With Notes release 7.0 and the Notes application plug-in, customers will begin to see the benefits of composite applications and a server-managed client. However, Hannover will provide an innovative new user interface for these capabilities and deliver the next level of contextual collaboration. In this release, users will also have a single client for messaging, custom applications, and productivity tools, plus activity management, document management, and team workspaces. It will simplify and enhance the Lotus Notes user experience by improving email, calendaring, and contact management capabilities, while moving enterprises from an email-centric model to the future: activity-centric collaboration.
The Future of Collaboration
Activity-centric computing is the next collaboration evolution that will continually ask IT administrators to question their upgrades and investments. It focuses the method of communication around the activity being performed, using email, instant messaging, screen-sharing, and file sharing, but it puts these tools in a context in which they can be easily shared and updated in real-time. This method of collaboration will take activities around a certain task and have them appear naturally within Lotus Notes, allowing users to drag and drop a name from their inbox to the contact list and then open a window to show projects in which both parties have been involved, for example.
Looking for information based on activity, rather than by type of information, is a whole new way to process collaboration, but it's more in line with the way people work best--a result of both IBM and IBM Research's determination to improve the user experience more with each release and yet another reason to stay current with upgrades.

### REQUIRED ACTION 1
Transcribe the passage on Lotus Notes collaboration from "With Notes release" to "future: activity-centric collaboration.".
### REQUIRED ACTION 2
Write the next part of the passage on Lotus Notes and activity-centric collaboration, picking up after its final sentence.
The listing that follows is separate material and has no connection to the passage on Lotus Notes and activity-centric collaboration.

### DATASET CONTENT

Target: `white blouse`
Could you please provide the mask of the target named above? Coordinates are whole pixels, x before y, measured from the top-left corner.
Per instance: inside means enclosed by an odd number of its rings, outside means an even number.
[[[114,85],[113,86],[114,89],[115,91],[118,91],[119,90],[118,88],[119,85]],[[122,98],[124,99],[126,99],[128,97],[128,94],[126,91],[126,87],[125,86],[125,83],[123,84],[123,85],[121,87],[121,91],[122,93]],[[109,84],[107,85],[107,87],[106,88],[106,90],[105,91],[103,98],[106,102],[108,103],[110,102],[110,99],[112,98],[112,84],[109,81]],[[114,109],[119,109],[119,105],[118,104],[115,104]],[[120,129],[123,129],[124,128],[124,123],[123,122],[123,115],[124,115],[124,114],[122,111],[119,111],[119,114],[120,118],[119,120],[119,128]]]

### WRITTEN REPLY 1
With Notes release 7.0 and the Notes application plug-in, customers will begin to see the benefits of composite applications and a server-managed client. However, Hannover will provide an innovative new user interface for these capabilities and deliver the next level of contextual collaboration. In this release, users will also have a single client for messaging, custom applications, and productivity tools, plus activity management, document management, and team workspaces. It will simplify and enhance the Lotus Notes user experience by improving email, calendaring, and contact management capabilities, while moving enterprises from an email-centric model to the future: activity-centric collaboration.

### WRITTEN REPLY 2
While examining whether your organization should upgrade existing collaboration investments like Lotus Notes and Domino can be a daunting task, it is important to keep in mind the needs of employees and remember that the cost of not upgrading can play a large role in the choice, as the benefits of upgrading are often too compelling to ignore. New techniques of collaboration and new ways of administering systems may demand new training for end-users and administrators. However, improved collaboration by employees can pay huge productivity benefits, and the management of server-managed clients can substantially reduce client maintenance and help desk costs by automatically keeping all client software controlled and up-to-date. Examining product roadmaps, setting an active software maintenance plan, and exploring how existing tools are being used can all prove helpful in ultimately making the upgrade decision that makes the most sense and will be most beneficial for each business.
Kevin Cavanaugh is Vice President of Development, IBM Lotus Domino. In this position, Cavanaugh has engineering responsibility for the company's brands Notes, Domino, and Domino Everyplace. He has also managed the company's Advanced Collaboration product development teams and the international product development organization with development centers in Dublin, Tokyo, Beijing, Seoul, Taipei, and Singapore.